Start Data entries
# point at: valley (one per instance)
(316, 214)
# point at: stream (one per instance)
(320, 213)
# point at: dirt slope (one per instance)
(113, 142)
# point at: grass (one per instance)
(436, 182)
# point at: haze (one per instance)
End Data entries
▶ **Task to carry out**: Rewrite the listing above with every occurrence of "point at" changed to "mark". Keep everything else the same.

▶ **Exercise result**:
# mark: valley (one per instance)
(316, 214)
# mark: stream (one per instance)
(320, 213)
# mark: dirt slope (one per instance)
(113, 142)
# mark: grass (one per instance)
(436, 182)
# mark: haze (one per instance)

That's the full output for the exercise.